Brief: When you retype the data, keep every word exactly and include none of the pictures.

* * * * *

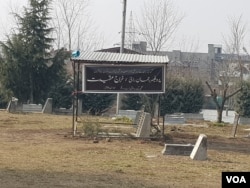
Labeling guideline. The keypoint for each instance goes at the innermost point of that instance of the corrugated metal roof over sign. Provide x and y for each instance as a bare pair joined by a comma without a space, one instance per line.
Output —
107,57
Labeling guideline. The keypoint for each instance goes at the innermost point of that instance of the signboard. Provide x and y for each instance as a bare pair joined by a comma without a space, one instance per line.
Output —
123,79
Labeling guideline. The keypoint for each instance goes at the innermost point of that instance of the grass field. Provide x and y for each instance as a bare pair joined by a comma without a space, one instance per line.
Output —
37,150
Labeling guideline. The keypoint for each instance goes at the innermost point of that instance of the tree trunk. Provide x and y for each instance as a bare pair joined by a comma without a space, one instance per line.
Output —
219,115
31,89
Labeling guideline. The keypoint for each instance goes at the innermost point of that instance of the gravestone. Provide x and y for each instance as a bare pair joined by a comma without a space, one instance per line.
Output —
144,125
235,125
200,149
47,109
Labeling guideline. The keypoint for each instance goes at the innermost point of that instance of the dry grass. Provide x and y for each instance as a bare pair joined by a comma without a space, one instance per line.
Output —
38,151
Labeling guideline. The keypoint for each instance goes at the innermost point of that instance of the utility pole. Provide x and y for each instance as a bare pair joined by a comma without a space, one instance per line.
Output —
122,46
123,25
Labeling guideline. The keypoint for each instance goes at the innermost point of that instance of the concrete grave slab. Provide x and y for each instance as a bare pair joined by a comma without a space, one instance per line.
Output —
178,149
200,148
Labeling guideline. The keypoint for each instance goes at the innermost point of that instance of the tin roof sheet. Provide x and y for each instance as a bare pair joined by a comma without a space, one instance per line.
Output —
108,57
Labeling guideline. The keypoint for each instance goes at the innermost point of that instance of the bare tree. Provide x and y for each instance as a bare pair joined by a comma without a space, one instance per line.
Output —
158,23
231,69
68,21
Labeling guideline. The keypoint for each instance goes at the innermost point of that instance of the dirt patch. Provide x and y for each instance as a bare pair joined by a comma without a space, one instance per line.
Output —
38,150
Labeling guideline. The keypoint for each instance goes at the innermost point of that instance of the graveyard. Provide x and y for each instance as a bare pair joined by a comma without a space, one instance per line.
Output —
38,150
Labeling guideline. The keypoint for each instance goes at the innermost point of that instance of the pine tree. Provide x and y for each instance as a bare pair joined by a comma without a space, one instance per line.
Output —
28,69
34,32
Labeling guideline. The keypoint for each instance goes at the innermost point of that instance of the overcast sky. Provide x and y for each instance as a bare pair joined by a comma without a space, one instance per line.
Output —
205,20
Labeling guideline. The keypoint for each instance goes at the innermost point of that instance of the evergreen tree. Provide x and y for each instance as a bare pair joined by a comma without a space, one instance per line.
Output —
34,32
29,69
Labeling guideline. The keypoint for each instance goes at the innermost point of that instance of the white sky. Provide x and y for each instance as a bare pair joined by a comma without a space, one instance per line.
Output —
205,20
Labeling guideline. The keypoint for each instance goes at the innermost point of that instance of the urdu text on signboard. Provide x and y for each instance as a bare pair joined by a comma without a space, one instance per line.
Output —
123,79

* * * * *

Output for this task:
Labeling guideline. The keypoint for each instance goes at the innermost point of that instance of the corrugated metal roof over sign. Provide x and y for each instance as a bare pair joined by a comma without a space, one instance per line.
Output —
107,57
Labeling guideline. The keypoint for each instance goes at the innermost point of that instance of the signboard. Provide x and y for each instance as a bare pair joined by a comma without a space, one instance per line.
Output —
123,79
Labeling guideline. The keypoint for each instance goes at the innermost point of that instance of the grass field. Provide x and y for each instance as a bare pair joined by a comma without a space, one instance per line.
Output —
37,150
Labeling guideline. The keypoint for each instance goes at the innermost point of that instance of the tree trunk. Provide x and y for each instance as a bare pair joined by a comma without a space, one instance per line.
Output —
219,115
31,89
Labeling guideline. The keypoint for each instance goes at the innermost point of that instance of the gravestone. Provide x and y for each instance as a bare pair joined by a comma without a space, one instance per line.
Output —
144,125
235,125
200,149
47,109
Labeling guideline. The keypoint for each instance goes at the innermost point of that instance of the dry grass. Provide x and y for each instance as a bare pair joined by a comma without a space, one instance per line.
Output —
38,151
Labeling guideline. The keypoint for each instance goes at the innermost point of that instance of the utility pole. Provide x and y for each instance as a bare pair joined by a comma without a space, one instance per line.
Output —
122,46
123,25
Labeling guideline. The keypoint for each instance goes at the innermost point of that instance of the concrete grave slab. Provide x and y for each instance as a bare pair joined by a comma without a space, one instance per line.
Output —
178,149
200,148
Labeling guideline. The keypoint for each instance goes at the innermost point of that instance of the tin roof sheet. Provide x and y for each instance as a bare pair joined by a comma without a space, one instance per line.
Output —
108,57
Labeling guideline. The keypoint for each instance goes at the innermost point of that instance of the bare tree. Provide x and y for each instance as a bare pair joined by a comma without a space, one instance per line.
Output —
158,23
231,69
68,21
Labeling guideline. The keypoint for each instance goes at the innermost point of that instance of the dirt patch. Provide x and y for each instance as a bare pair joined by a comma without a space, one instance per line.
Output —
38,150
Labeling guideline. The keypoint for each instance goes at the innermost point of that instance of the graveyard. Provide x and y for each instance as a bare pair joined by a comma without a space, one instance per line.
Output —
38,150
Labeling guideline. The keypoint for each instance goes at the innermost point of that instance of the pine tree. Provide x and y for each instance as a bare pair joined by a comma without a space, one instance per line.
Output —
28,69
34,32
Labeling guideline. The keypoint for each instance goes at the innermost point of that instance of the overcast sky. Provide x and y for each instance as a bare pair joined by a comma without a space, one instance per line.
Output —
205,20
Labeling guideline. The keypoint for each instance goes at the innermost point of that instance of the evergreen tree. Provide x and y for each instance as a bare pair joined by a comma without a space, one instance per line.
Output —
34,32
29,69
Labeling guideline. The keypoint for each instance goes at the innermost point of that instance of the white sky. Provide x and y for each instance as a bare pair joined by a comma without a space, one instance per line.
Output —
205,20
Labeling guideline. The keypoint for each instance goes at the innermost point of that instance of the urdu text on signboard. Provide x and y for each instance as a bare pair joined by a comma without a space, one instance per line.
Output —
123,79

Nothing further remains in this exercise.